Exercise ▸ Render each of the rows below as a Markdown table with two columns, No. and Entry, numbering every line in sequence and omitting blank lines.

Supplied information ▸
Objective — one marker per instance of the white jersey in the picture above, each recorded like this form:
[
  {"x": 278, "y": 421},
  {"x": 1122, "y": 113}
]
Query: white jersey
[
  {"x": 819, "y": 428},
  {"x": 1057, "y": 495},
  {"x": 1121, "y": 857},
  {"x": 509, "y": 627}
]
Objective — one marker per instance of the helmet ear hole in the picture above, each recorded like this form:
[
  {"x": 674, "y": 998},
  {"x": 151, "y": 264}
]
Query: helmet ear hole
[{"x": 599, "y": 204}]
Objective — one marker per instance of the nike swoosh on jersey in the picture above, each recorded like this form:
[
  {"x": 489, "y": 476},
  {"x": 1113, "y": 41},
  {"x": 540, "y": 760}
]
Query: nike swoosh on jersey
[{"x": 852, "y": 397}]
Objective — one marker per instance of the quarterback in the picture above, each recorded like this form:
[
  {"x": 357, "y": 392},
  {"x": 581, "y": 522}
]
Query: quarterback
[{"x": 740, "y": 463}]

Complete answer ▸
| No. | Entry |
|---|---|
| 1 | Objective — one marker per instance of the white jersey in the picture above, each recorded like this form: |
| 2 | [ |
| 3 |   {"x": 278, "y": 421}, |
| 4 |   {"x": 1122, "y": 113} |
| 5 | ] |
| 6 | Query: white jersey |
| 7 | [ |
| 8 |   {"x": 819, "y": 428}, |
| 9 |   {"x": 1057, "y": 495}, |
| 10 |   {"x": 1121, "y": 857}, |
| 11 |   {"x": 509, "y": 627} |
| 12 | ] |
| 13 | Objective — one marker per instance of the helmet ear hole in the picture above, each recorded like this form: |
| 14 | [ |
| 15 |   {"x": 674, "y": 998}, |
| 16 |   {"x": 151, "y": 264} |
| 17 | ] |
| 18 | Query: helmet ear hole |
| 19 | [{"x": 599, "y": 204}] |
| 20 | Objective — one marker per instance of the nike swoosh on jersey in the picture above, each recorded like this form: |
| 21 | [ |
| 22 |   {"x": 489, "y": 476}, |
| 23 |   {"x": 1113, "y": 41}, |
| 24 |   {"x": 540, "y": 760} |
| 25 | ] |
| 26 | Query: nike swoosh on jersey |
| 27 | [{"x": 852, "y": 397}] |
| 28 | Objective — one marker per instance of the quarterback in the picture above, each recorded like this form: |
| 29 | [ |
| 30 |   {"x": 357, "y": 392}, |
| 31 |   {"x": 581, "y": 522} |
| 32 | ] |
| 33 | Query: quarterback |
| 34 | [{"x": 740, "y": 463}] |